+++ Text shown

FEATURE - Penguins Find Peace in Falklands War Minefields
Country: FALKLAND ISLANDS
Author: Mary Milliken
Fortunately the would-be lovers are penguins, too light to detonate the deadly mines laid more than two decades ago during a war on the far-flung Falkland Islands.
Thousands of penguins and other feathered and amphibious friends choose to nest and rest in no-go zones. The British estimate that some 25,000 land mines, mostly sown by Argentine forces in the 1982 war with Britain, remain.
On a recent day, the squawking penguins were busily finding partners, preparing nests and waddling about the mating grounds.
Wildlife numbers in the mined areas appear to be on the rise and conservationists cannot hide their enthusiasm about this unorthodox form of protecting lands previously trampled by people or overgrazed by sheep.
It is the bright spot in a long-term land mine problem -- one that is not likely to go away because de-mining is difficult, if not impossible, in the peaty soils and shifting sands of this South Atlantic archipelago.
Grant Munro, director of Falklands Conservation, says the boost to wildlife is a bit anecdotal since "it has really not been looked into, for obvious reasons."
"But you see an assemblage of plants in the minefields, all fenced and inspected, with no livestock inside. Vegetation has had a chance to recover," he added.
Most of the 150 minefields were laid around the capital Stanley when Argentine forces landed there in April 1982 to claim the islands taken by the British in 1833. The British armed forces defeated the Argentines 10 weeks later in a brutal war that killed 650 Argentines and 250 British.
Some mines were cleared right after the conflict in a joint British-Argentine effort. Today there are 117 minefields left, 87 of them in the Stanley area where two-thirds of the islands' 2,900 people live.
Stanley is also the landing point for nearly 40,000 tourists who come on cruise ships every summer to ogle the wildlife, much like the greatest of all naturalists, Charles Darwin, did in 1833-34.
WILDLIFE MAKES AMPHIBIOUS LANDING
One of the mined areas is at Kidney Cove, a stunningly idyllic stretch of beach across from Stanley where four species of penguins -- gentoo, king, rockhopper and Magellanic -- show up every year.

++++++
+++ Information given

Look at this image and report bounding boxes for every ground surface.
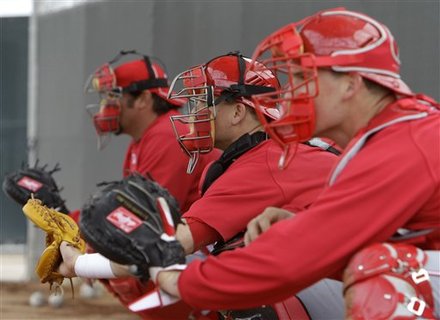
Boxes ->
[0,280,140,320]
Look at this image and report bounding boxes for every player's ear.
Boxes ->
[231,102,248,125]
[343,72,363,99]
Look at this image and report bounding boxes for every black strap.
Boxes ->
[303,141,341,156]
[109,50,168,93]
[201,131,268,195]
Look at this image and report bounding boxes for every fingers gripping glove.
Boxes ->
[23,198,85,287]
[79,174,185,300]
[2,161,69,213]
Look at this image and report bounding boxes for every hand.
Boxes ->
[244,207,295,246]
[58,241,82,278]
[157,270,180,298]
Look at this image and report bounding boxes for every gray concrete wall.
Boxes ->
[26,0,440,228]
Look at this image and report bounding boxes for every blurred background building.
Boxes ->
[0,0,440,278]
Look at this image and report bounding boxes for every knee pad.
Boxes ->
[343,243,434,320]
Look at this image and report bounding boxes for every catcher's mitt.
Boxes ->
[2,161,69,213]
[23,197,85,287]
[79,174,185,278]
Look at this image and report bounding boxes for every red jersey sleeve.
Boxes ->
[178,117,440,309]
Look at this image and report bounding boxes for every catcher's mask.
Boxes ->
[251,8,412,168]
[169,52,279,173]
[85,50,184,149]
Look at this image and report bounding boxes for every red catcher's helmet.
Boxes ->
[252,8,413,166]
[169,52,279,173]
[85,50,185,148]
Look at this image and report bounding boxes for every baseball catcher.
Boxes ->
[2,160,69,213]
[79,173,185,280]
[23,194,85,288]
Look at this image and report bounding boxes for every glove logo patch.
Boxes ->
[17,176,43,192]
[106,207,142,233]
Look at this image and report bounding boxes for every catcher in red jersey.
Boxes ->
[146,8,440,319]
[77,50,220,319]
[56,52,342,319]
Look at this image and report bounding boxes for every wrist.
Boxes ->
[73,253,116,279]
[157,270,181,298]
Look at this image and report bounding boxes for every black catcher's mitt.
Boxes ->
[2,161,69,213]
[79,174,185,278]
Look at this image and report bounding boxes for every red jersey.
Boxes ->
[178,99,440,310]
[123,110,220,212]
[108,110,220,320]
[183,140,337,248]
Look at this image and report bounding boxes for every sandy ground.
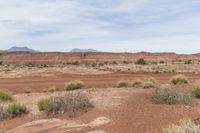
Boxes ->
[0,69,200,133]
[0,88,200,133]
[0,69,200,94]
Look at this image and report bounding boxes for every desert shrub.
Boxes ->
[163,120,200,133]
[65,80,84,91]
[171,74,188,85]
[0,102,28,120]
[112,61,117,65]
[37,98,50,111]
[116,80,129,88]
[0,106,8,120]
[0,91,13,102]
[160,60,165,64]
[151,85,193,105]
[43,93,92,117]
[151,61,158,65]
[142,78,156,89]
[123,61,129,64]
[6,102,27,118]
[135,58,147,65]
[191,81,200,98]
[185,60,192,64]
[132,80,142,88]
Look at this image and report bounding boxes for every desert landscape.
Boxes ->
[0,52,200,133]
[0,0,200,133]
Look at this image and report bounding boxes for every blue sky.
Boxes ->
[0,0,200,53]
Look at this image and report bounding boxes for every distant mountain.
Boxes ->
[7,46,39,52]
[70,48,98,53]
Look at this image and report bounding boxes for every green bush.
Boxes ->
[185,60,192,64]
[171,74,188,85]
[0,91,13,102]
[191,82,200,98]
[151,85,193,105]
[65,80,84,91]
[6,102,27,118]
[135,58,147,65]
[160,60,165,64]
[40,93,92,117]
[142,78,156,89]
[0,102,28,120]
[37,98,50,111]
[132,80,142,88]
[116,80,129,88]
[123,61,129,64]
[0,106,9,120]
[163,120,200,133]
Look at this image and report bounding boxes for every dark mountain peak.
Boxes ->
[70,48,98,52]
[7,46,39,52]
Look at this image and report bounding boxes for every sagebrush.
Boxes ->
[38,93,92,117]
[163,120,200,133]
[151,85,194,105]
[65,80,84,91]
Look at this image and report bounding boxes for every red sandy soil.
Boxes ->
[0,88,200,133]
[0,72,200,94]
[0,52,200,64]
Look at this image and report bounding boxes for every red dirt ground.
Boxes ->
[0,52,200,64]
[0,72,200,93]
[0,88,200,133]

++++++
+++ Information given

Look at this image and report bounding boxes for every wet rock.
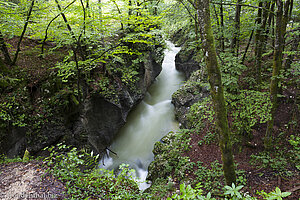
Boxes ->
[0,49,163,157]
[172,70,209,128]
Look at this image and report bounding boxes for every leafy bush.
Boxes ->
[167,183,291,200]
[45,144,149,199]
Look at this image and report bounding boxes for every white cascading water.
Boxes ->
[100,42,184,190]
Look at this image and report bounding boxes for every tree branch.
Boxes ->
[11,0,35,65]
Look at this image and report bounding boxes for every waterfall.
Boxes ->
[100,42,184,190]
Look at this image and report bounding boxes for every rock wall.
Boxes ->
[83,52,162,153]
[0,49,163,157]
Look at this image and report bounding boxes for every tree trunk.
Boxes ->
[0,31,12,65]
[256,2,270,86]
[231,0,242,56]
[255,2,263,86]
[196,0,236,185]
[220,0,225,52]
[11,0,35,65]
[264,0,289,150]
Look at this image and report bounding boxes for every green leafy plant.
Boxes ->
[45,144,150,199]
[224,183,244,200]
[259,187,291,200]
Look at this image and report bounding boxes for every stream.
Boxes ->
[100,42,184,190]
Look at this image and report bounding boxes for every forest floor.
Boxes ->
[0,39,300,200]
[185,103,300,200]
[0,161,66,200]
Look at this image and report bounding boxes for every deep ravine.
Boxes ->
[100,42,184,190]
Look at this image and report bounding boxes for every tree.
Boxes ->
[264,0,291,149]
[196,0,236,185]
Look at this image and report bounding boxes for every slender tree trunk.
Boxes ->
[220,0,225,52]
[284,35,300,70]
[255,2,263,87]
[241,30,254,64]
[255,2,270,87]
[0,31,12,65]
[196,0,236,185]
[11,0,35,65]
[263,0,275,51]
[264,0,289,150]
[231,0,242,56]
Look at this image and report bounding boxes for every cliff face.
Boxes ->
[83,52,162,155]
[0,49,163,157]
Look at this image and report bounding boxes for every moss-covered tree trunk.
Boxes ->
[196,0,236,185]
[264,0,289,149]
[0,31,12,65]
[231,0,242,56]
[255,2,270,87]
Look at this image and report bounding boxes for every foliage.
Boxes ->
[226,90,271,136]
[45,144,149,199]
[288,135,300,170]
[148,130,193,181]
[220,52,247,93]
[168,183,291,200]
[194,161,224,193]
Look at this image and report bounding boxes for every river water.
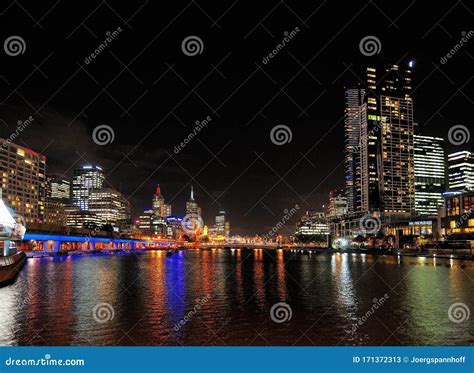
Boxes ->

++++++

• **Problem requirements**:
Reproduce the passage of the Falklands minefields article between "Thousands of penguins" and "with Britain, remain.", inclusive.

• **Exercise answer**:
Thousands of penguins and other feathered and amphibious friends choose to nest and rest in no-go zones. The British estimate that some 25,000 land mines, mostly sown by Argentine forces in the 1982 war with Britain, remain.